◆ Recorded data:

* start *

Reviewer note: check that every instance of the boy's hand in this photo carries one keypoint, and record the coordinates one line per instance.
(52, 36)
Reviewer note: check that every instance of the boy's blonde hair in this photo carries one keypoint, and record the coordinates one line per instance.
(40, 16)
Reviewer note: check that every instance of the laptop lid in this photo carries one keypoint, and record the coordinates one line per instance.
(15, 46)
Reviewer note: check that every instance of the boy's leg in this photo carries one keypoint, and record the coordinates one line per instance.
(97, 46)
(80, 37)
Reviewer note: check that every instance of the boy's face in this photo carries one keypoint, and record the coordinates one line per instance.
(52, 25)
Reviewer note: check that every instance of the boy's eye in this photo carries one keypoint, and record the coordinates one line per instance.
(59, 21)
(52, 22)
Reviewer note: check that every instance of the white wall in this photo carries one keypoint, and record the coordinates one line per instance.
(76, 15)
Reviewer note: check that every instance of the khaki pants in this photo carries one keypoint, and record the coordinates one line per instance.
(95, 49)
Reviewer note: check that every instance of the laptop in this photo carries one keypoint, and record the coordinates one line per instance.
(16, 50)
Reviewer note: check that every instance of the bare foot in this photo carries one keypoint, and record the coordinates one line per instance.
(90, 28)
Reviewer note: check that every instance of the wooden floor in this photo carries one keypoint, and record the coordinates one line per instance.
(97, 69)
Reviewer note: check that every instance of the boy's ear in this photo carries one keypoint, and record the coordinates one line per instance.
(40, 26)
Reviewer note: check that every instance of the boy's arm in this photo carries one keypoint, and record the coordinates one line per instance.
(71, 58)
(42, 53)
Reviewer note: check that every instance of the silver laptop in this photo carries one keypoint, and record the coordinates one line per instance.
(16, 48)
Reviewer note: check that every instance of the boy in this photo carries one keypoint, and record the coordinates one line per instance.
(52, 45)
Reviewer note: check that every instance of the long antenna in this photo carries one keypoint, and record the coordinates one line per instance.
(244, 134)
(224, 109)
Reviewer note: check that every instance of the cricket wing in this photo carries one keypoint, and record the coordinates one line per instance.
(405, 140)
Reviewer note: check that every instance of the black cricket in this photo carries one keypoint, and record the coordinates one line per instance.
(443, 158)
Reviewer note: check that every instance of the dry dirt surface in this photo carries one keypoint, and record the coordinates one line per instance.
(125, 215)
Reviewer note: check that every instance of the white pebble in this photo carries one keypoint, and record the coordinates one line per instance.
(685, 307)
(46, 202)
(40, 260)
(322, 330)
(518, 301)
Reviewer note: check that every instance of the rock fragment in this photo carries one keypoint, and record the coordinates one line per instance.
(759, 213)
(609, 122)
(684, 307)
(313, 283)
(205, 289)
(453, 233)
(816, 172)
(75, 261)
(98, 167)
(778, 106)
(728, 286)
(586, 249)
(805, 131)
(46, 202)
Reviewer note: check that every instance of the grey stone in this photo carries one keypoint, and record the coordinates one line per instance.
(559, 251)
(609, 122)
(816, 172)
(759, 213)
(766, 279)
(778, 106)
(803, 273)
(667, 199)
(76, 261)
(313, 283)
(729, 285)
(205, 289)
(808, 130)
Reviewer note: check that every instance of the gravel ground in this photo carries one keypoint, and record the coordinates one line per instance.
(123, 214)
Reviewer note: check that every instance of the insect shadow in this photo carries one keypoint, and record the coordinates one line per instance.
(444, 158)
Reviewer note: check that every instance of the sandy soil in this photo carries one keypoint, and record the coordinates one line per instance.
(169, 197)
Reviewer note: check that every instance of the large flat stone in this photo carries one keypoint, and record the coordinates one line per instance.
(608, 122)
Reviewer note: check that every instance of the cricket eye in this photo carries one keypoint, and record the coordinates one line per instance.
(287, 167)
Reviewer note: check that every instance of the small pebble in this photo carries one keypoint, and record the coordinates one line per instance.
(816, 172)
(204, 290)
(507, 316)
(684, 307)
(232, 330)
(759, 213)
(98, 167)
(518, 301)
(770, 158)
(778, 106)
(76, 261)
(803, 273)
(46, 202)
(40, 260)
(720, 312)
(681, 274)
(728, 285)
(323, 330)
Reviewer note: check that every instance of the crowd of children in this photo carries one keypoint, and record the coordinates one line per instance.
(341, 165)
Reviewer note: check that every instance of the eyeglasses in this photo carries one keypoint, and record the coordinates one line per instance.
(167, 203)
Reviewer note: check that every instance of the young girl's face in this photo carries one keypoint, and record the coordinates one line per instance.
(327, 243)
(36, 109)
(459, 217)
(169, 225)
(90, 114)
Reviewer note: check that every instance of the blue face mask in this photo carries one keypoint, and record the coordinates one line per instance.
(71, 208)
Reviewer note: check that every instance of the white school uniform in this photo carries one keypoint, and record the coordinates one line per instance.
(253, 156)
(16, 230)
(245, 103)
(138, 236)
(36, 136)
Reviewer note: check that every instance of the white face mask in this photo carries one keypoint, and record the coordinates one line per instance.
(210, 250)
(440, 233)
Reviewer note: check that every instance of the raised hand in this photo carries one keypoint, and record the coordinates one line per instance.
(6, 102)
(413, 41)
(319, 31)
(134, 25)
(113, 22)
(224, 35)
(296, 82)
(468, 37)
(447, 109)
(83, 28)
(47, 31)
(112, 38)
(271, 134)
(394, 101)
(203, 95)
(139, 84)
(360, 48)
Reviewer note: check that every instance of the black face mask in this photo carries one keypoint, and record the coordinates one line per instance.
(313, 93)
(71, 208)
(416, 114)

* end *

◆ Your objective: Each line from the one containing "Reviewer note: check that every instance of the large" to the end of the records should be echoed exactly, and no other line.

◆ Solution:
Reviewer note: check that every instance of the large flat stone in this photo carries one keypoint, and record the coordinates one line per instance.
(608, 122)
Reviewer note: check that every instance of the cricket eye in this photo carries one keypoint, and record the coordinates one line per instance.
(287, 167)
Reviewer note: check that every instance of the small pebble in this photo carries one keypoint, and record the coordinates one line per instance.
(816, 172)
(204, 290)
(507, 316)
(684, 307)
(232, 330)
(759, 213)
(98, 167)
(518, 301)
(770, 158)
(778, 106)
(76, 261)
(803, 273)
(46, 202)
(40, 260)
(720, 312)
(681, 274)
(728, 285)
(323, 330)
Reviewer note: check that every instance of the crowd of children in this photo carries one keypoint, and record the coordinates one line per instance.
(341, 165)
Reviewer note: check that every instance of the eyeglasses in this photo carries one keypoint, and record the coordinates one line per instance.
(167, 203)
Reviewer note: check that every instance of the young girl's face in this photo carries one keypoint, and record the coordinates one line per instance.
(327, 243)
(36, 109)
(459, 217)
(169, 225)
(90, 114)
Reviewer note: check that every instance of the blue face mask in this photo carries one keypoint, and record the coordinates one line per instance.
(71, 208)
Reviewer note: check that every instance of the white school uniform in this photo carries one keypoint, and record the coordinates one line per instance.
(253, 156)
(16, 230)
(245, 103)
(138, 236)
(36, 136)
Reviewer note: check that every instance of the white face mask in this photo carries one keypoint, and record the coordinates one line per instance.
(210, 250)
(440, 233)
Reviewer note: check that every instance of the raised hand in this photo carries one keypoint, and record the coordinates one line per instance.
(6, 102)
(413, 41)
(319, 31)
(134, 25)
(113, 22)
(224, 35)
(296, 82)
(468, 37)
(447, 109)
(83, 28)
(47, 31)
(112, 38)
(271, 134)
(394, 101)
(203, 95)
(139, 84)
(360, 48)
Reviewer note: check that every instance of the black face mask in this photo carries one keypoint, and record the coordinates one line per instance.
(313, 93)
(71, 208)
(416, 114)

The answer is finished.